-- WHAT NEEDS TO BE DONE --
Which rows below contain the string "walking"? List each of those rows in full, word for word.
+++ DATA SECTION +++
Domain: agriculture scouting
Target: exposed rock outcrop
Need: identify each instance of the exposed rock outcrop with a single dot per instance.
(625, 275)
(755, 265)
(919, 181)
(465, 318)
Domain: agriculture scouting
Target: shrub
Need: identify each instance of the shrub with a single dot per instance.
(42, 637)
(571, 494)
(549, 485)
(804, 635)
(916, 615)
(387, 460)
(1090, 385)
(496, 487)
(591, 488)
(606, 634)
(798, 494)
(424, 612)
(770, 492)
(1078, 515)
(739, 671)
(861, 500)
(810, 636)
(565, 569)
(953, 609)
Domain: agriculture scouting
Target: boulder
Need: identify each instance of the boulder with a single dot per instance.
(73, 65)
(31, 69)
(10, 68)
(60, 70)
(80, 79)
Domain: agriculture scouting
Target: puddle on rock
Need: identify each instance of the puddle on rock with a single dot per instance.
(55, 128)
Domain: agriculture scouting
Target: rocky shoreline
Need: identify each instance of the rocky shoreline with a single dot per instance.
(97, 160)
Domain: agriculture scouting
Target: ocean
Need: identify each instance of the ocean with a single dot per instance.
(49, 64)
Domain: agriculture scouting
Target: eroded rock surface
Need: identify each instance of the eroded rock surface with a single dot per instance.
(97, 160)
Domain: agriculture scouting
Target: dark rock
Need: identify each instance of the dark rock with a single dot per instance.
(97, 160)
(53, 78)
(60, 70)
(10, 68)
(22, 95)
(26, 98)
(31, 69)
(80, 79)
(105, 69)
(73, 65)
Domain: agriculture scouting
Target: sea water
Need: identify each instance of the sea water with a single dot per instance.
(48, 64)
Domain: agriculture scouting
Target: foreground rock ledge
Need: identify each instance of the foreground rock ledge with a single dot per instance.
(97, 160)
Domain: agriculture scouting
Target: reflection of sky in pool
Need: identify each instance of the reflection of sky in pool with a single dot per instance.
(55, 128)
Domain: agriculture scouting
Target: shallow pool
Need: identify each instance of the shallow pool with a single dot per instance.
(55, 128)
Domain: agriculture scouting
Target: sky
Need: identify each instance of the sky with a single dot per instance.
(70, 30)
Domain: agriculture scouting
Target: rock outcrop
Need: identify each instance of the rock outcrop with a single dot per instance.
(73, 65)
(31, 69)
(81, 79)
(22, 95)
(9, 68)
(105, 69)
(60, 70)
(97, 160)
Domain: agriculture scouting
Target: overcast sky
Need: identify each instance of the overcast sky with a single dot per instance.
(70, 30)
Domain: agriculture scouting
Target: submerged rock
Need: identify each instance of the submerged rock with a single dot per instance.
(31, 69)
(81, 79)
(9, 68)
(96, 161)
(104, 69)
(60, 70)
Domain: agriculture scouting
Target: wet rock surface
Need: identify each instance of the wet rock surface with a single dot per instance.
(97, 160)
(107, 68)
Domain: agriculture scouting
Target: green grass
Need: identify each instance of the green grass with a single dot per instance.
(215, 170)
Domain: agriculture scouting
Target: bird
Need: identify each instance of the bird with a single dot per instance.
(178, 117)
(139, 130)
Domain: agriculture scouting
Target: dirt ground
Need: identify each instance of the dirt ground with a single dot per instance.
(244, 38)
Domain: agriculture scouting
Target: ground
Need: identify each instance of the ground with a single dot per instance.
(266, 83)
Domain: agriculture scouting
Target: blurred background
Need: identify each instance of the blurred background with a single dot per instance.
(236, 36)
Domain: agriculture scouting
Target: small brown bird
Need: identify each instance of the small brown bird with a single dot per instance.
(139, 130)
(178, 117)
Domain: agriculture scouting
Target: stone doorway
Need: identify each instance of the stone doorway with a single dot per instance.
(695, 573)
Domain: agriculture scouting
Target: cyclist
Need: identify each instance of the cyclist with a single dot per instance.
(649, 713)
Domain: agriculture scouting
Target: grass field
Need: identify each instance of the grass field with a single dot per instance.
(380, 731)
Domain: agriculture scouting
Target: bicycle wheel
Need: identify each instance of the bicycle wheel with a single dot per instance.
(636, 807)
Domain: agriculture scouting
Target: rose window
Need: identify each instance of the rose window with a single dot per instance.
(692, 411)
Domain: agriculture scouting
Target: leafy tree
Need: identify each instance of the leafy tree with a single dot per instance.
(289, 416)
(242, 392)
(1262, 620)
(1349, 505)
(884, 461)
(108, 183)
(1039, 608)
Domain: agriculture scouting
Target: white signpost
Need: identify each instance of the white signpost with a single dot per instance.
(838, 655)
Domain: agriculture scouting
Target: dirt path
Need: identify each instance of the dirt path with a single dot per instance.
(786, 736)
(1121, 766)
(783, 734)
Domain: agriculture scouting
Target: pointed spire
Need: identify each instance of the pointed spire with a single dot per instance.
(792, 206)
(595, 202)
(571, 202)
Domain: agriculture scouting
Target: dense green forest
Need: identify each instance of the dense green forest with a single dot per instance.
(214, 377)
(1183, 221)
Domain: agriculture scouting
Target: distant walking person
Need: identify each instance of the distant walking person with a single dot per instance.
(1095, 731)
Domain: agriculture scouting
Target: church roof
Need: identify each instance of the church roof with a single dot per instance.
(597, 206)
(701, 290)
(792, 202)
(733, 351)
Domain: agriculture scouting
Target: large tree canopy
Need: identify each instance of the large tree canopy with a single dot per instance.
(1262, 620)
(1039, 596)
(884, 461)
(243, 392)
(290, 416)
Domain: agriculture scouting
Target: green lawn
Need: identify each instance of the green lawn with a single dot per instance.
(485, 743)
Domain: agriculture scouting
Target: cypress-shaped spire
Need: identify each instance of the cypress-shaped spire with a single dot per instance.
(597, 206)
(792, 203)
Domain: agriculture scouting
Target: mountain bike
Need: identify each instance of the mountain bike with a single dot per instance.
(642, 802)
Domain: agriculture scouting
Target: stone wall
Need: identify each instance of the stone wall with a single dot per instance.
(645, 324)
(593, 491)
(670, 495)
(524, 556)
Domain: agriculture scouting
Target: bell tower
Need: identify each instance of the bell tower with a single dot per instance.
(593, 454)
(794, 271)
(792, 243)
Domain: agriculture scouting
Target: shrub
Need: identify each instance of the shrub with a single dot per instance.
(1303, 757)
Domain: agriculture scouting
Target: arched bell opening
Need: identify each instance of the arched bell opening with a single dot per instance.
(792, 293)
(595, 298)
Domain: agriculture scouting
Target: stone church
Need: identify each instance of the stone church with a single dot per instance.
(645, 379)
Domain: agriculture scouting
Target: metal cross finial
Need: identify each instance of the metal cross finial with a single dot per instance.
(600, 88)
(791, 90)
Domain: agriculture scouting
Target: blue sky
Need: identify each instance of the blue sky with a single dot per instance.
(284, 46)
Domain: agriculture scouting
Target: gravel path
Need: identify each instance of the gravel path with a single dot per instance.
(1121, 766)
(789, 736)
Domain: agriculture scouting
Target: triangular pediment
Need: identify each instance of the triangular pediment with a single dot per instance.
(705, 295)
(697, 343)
+++
+++ DATA SECTION +++
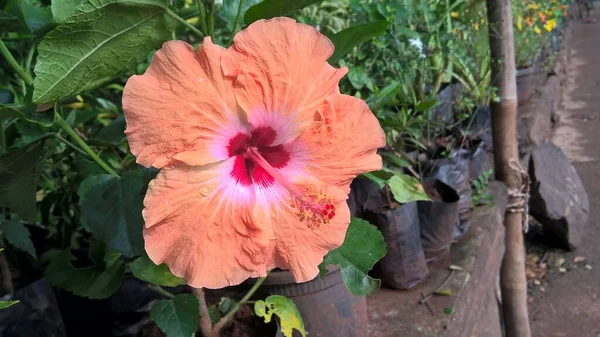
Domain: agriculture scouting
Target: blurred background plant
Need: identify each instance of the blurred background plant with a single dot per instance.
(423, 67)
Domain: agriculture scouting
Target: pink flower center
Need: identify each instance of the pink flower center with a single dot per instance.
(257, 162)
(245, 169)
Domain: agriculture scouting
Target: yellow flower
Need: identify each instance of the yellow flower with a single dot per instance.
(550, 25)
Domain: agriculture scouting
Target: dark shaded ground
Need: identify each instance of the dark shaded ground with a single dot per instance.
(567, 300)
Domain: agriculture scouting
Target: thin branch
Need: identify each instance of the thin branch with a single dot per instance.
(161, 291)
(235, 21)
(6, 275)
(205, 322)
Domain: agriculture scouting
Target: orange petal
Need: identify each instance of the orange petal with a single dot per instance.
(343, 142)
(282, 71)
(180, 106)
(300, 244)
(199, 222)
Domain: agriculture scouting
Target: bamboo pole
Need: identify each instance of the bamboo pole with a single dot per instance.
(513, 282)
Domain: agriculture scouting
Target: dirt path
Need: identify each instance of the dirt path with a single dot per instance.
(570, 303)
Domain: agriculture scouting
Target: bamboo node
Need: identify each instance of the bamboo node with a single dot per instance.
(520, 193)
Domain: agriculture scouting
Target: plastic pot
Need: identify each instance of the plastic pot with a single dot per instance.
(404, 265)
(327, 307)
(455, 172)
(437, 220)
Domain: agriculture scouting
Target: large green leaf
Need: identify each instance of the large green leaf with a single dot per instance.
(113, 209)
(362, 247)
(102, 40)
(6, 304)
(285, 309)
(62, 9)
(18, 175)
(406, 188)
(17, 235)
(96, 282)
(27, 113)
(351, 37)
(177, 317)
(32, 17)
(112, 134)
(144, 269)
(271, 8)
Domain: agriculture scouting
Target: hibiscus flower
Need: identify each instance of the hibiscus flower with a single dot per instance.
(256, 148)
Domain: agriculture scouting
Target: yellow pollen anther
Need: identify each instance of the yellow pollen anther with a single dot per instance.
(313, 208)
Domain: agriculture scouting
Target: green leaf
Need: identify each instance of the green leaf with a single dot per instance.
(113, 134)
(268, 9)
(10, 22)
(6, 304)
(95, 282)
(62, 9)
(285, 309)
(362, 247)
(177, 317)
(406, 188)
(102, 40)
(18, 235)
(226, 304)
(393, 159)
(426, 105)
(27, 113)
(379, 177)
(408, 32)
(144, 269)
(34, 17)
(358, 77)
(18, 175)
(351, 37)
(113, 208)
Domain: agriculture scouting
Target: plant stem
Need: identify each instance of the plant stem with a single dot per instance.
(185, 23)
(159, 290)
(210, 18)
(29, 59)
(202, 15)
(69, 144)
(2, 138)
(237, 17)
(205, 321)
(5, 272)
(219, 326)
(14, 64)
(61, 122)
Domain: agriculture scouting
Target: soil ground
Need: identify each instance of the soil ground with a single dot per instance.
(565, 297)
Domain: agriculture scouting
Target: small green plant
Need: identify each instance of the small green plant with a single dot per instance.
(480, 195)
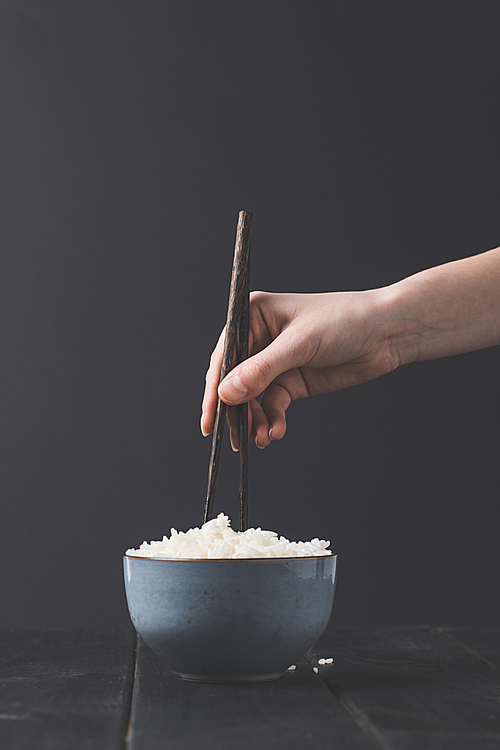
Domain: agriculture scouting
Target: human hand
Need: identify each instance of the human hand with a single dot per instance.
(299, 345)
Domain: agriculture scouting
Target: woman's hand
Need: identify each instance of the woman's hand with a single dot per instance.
+++
-- CORRECT RESPONSE --
Target: distant walking person
Need: identify each instance of the distant walking person with a single dot per instance.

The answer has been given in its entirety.